[STATED EXERCISE]: Show each line in the records below that contains the word "door", copying every such line in full.
---+---
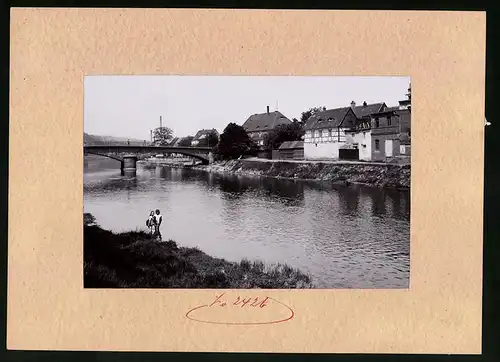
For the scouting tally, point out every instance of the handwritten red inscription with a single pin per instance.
(239, 310)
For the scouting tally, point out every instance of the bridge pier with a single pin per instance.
(129, 165)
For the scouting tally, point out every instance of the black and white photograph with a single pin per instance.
(241, 182)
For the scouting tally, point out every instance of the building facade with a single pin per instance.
(258, 125)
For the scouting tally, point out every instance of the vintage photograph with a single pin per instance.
(276, 182)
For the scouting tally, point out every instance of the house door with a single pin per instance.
(388, 148)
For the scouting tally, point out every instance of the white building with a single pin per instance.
(329, 131)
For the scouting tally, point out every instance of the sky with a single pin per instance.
(130, 106)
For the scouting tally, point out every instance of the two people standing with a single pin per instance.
(153, 223)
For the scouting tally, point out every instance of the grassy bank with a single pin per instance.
(374, 174)
(135, 260)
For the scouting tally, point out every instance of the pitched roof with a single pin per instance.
(265, 121)
(329, 118)
(363, 111)
(204, 132)
(291, 144)
(173, 141)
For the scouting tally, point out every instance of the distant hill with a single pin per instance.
(94, 140)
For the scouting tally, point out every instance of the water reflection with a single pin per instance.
(344, 236)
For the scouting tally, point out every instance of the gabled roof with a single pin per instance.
(364, 111)
(291, 144)
(265, 121)
(204, 132)
(327, 119)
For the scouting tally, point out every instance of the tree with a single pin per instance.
(283, 133)
(305, 115)
(162, 136)
(186, 141)
(210, 140)
(235, 142)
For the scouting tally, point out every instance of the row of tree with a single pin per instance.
(235, 142)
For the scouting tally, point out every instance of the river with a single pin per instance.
(343, 237)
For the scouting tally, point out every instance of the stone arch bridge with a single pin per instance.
(129, 155)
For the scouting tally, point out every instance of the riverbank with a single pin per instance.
(135, 260)
(368, 173)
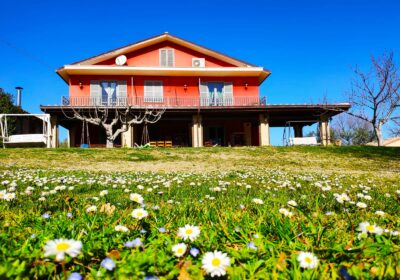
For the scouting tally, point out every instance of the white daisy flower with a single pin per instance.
(60, 247)
(121, 228)
(215, 263)
(307, 260)
(136, 198)
(189, 232)
(139, 213)
(179, 249)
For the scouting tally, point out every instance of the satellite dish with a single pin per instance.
(120, 60)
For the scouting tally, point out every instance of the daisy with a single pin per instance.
(60, 247)
(292, 203)
(179, 249)
(139, 213)
(121, 228)
(366, 227)
(215, 263)
(257, 201)
(307, 260)
(189, 232)
(136, 198)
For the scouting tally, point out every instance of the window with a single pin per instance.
(167, 57)
(153, 91)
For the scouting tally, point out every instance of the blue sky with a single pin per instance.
(309, 46)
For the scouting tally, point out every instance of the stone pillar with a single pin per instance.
(264, 130)
(324, 132)
(54, 132)
(71, 136)
(247, 133)
(197, 131)
(127, 137)
(298, 130)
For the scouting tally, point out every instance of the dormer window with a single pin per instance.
(167, 57)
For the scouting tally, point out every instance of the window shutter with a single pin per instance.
(95, 93)
(170, 57)
(163, 57)
(228, 94)
(122, 93)
(203, 93)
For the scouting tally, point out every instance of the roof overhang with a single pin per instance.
(70, 70)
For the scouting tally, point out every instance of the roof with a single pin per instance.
(89, 64)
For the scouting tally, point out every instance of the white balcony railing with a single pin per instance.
(167, 102)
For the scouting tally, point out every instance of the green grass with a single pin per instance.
(212, 188)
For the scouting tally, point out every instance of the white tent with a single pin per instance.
(26, 140)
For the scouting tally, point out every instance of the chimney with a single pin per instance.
(19, 96)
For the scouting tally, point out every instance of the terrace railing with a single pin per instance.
(167, 102)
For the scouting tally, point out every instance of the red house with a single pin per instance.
(209, 98)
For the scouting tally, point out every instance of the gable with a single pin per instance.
(150, 57)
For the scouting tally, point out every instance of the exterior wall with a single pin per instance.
(173, 86)
(149, 56)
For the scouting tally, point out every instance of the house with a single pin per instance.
(391, 142)
(209, 98)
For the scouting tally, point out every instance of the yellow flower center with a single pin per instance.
(63, 246)
(216, 262)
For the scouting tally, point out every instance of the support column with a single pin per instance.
(54, 132)
(197, 131)
(324, 131)
(298, 130)
(127, 138)
(71, 137)
(264, 130)
(247, 133)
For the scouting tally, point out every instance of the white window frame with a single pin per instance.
(166, 59)
(152, 97)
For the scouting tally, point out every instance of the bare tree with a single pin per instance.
(375, 95)
(115, 120)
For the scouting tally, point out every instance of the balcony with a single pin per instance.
(164, 102)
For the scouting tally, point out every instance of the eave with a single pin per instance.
(70, 70)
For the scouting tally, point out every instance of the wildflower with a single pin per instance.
(136, 198)
(292, 203)
(307, 260)
(179, 249)
(139, 213)
(257, 201)
(108, 264)
(285, 212)
(74, 276)
(194, 251)
(91, 208)
(189, 232)
(134, 243)
(366, 227)
(103, 193)
(380, 213)
(121, 228)
(361, 205)
(60, 247)
(215, 263)
(252, 246)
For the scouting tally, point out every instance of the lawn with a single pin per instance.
(238, 213)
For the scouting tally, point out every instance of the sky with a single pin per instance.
(311, 47)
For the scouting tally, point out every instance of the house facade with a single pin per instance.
(209, 98)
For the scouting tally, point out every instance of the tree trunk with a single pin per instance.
(110, 143)
(378, 134)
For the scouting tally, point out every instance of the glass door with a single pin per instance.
(215, 93)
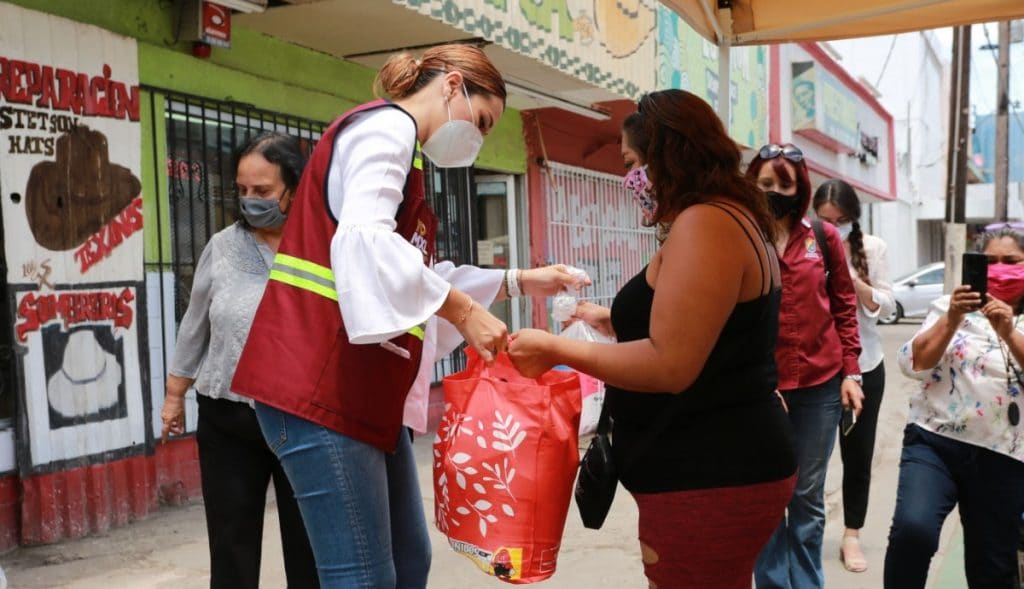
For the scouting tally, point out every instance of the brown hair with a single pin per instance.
(691, 158)
(403, 76)
(843, 197)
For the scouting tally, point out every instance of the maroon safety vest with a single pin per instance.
(298, 358)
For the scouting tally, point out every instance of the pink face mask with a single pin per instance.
(636, 181)
(1006, 282)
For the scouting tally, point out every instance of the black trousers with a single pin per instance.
(857, 449)
(237, 467)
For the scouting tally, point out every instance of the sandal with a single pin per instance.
(853, 563)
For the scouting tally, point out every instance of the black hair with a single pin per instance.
(636, 133)
(842, 196)
(281, 150)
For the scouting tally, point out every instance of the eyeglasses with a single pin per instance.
(772, 151)
(1010, 259)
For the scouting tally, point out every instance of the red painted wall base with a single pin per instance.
(87, 500)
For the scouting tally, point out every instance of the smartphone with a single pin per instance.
(848, 421)
(976, 272)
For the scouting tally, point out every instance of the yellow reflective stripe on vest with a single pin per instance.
(315, 279)
(304, 265)
(304, 275)
(304, 284)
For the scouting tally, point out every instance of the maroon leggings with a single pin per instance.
(710, 537)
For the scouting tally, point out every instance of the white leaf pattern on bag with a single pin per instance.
(507, 434)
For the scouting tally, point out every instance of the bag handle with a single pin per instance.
(819, 236)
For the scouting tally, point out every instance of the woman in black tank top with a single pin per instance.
(700, 438)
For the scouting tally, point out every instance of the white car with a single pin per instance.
(915, 291)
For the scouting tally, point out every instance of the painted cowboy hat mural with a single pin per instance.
(88, 379)
(69, 200)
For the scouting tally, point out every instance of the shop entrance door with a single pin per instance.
(497, 246)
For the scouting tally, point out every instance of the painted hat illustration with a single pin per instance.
(87, 380)
(69, 200)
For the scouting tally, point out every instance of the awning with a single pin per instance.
(766, 22)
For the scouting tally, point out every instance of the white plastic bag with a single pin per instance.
(591, 389)
(564, 303)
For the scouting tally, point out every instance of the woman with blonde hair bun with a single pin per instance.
(340, 355)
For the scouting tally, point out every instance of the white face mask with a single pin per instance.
(456, 143)
(844, 230)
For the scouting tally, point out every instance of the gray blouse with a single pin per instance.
(229, 280)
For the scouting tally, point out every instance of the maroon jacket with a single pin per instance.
(298, 358)
(817, 322)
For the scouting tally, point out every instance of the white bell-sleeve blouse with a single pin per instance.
(383, 287)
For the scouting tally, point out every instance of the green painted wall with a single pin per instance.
(257, 69)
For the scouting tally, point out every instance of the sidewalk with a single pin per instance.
(169, 550)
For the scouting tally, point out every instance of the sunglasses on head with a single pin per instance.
(772, 151)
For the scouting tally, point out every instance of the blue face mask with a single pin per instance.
(262, 213)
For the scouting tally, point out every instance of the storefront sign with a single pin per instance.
(688, 61)
(70, 161)
(216, 25)
(823, 109)
(81, 372)
(607, 43)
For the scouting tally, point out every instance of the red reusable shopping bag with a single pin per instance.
(505, 459)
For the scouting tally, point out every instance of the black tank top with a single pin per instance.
(729, 427)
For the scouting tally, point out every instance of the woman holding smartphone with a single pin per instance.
(836, 202)
(963, 445)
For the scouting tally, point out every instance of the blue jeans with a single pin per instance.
(792, 559)
(361, 506)
(936, 473)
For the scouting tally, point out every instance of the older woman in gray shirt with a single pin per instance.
(235, 461)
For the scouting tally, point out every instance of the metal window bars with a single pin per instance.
(594, 224)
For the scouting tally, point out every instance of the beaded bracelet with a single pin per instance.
(469, 310)
(512, 286)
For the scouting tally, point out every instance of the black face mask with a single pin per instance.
(781, 205)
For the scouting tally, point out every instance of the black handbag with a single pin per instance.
(598, 478)
(598, 473)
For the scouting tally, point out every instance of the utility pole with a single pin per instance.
(956, 164)
(1003, 124)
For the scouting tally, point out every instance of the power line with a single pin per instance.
(1014, 112)
(885, 65)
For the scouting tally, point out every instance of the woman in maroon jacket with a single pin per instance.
(816, 352)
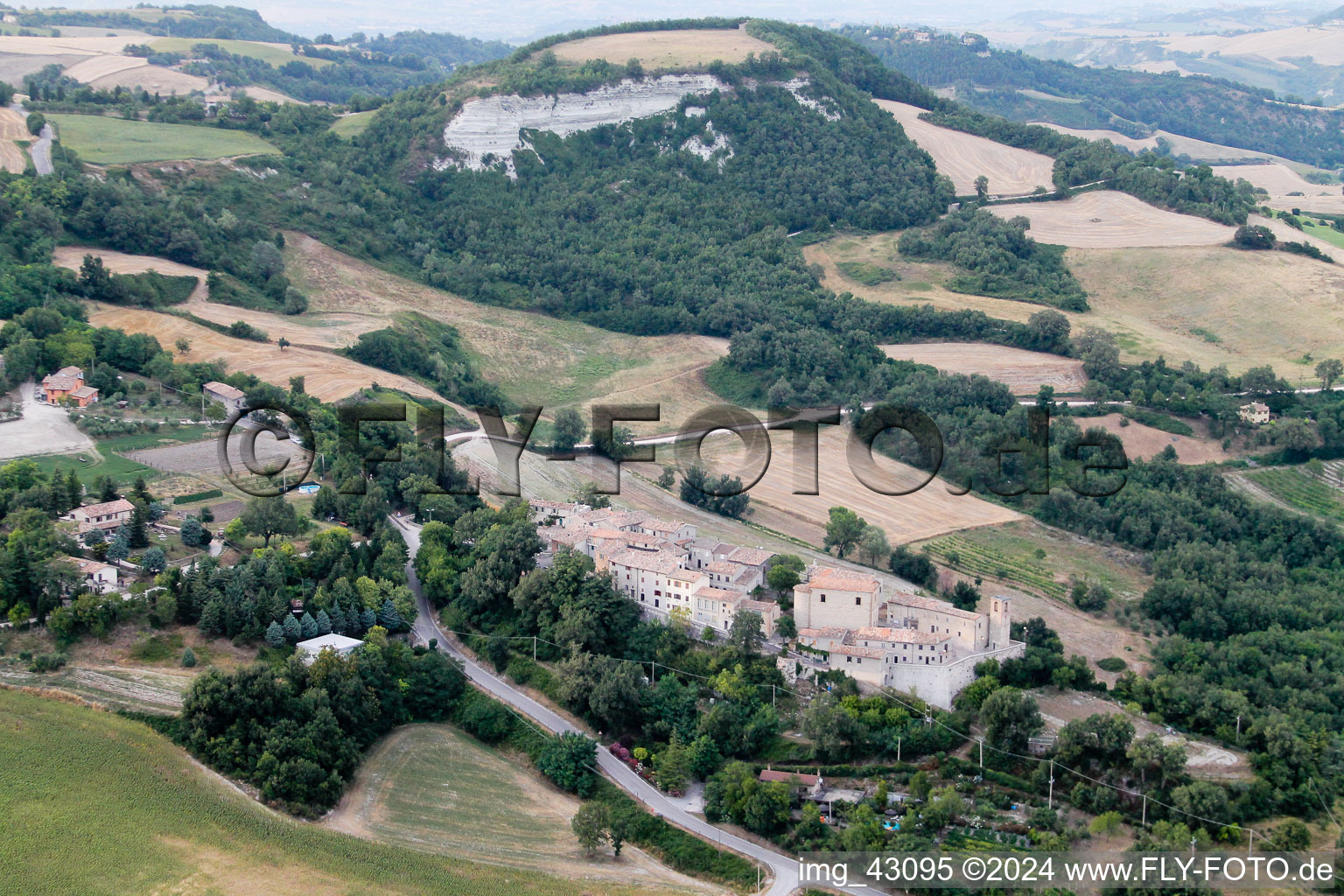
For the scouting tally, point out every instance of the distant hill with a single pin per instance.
(188, 20)
(1023, 88)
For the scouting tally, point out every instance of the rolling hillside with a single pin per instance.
(1023, 88)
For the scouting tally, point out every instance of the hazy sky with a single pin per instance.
(516, 20)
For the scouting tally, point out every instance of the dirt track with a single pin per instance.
(328, 376)
(1281, 180)
(1025, 373)
(962, 156)
(1110, 220)
(12, 127)
(1143, 442)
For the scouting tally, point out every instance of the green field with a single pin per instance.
(1008, 552)
(1328, 234)
(100, 805)
(354, 124)
(272, 55)
(116, 140)
(1303, 491)
(113, 465)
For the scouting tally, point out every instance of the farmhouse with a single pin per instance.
(900, 641)
(1254, 413)
(663, 564)
(67, 384)
(339, 644)
(107, 516)
(95, 577)
(230, 396)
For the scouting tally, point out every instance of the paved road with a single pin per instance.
(40, 148)
(782, 868)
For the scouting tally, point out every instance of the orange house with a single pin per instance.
(67, 383)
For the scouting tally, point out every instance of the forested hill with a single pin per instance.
(1132, 102)
(187, 20)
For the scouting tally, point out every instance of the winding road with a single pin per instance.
(784, 870)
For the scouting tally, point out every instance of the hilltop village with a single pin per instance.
(890, 640)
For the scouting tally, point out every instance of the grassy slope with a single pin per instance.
(95, 803)
(115, 140)
(266, 52)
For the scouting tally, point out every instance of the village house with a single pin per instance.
(663, 566)
(338, 644)
(107, 516)
(67, 384)
(903, 641)
(94, 577)
(1254, 413)
(230, 396)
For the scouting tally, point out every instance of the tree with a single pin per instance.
(1011, 719)
(569, 430)
(569, 760)
(844, 529)
(192, 532)
(746, 633)
(785, 572)
(872, 546)
(270, 516)
(591, 825)
(1105, 825)
(1256, 236)
(982, 188)
(153, 560)
(1329, 369)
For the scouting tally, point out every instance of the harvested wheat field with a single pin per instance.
(1110, 220)
(917, 283)
(1215, 305)
(922, 514)
(666, 49)
(1025, 373)
(962, 156)
(328, 376)
(152, 78)
(117, 262)
(12, 127)
(94, 67)
(1144, 442)
(1280, 180)
(536, 359)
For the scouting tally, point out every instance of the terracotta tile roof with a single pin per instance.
(929, 604)
(750, 556)
(900, 635)
(825, 632)
(652, 562)
(834, 579)
(120, 506)
(223, 389)
(847, 649)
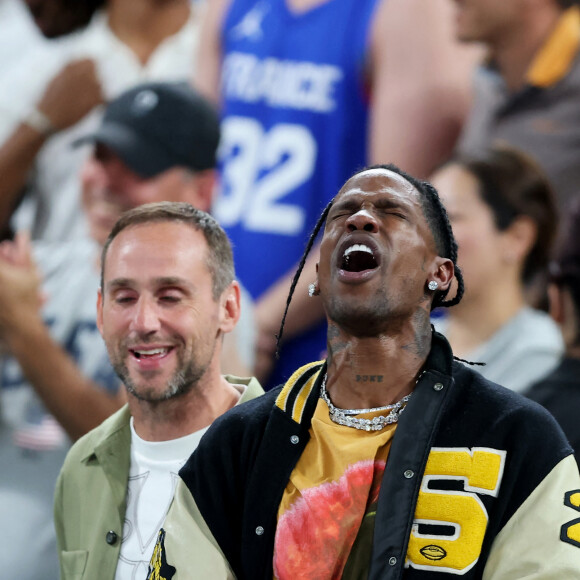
---+---
[TASK RESPONSE]:
For the scouting tally, point out every instance of the house door with a single pin per instance.
For the scouting tally, point out every instance of the glass door with a single pin per instance.
For the scouting tally, point out every instance of the shop entrance door with a single pin per instance.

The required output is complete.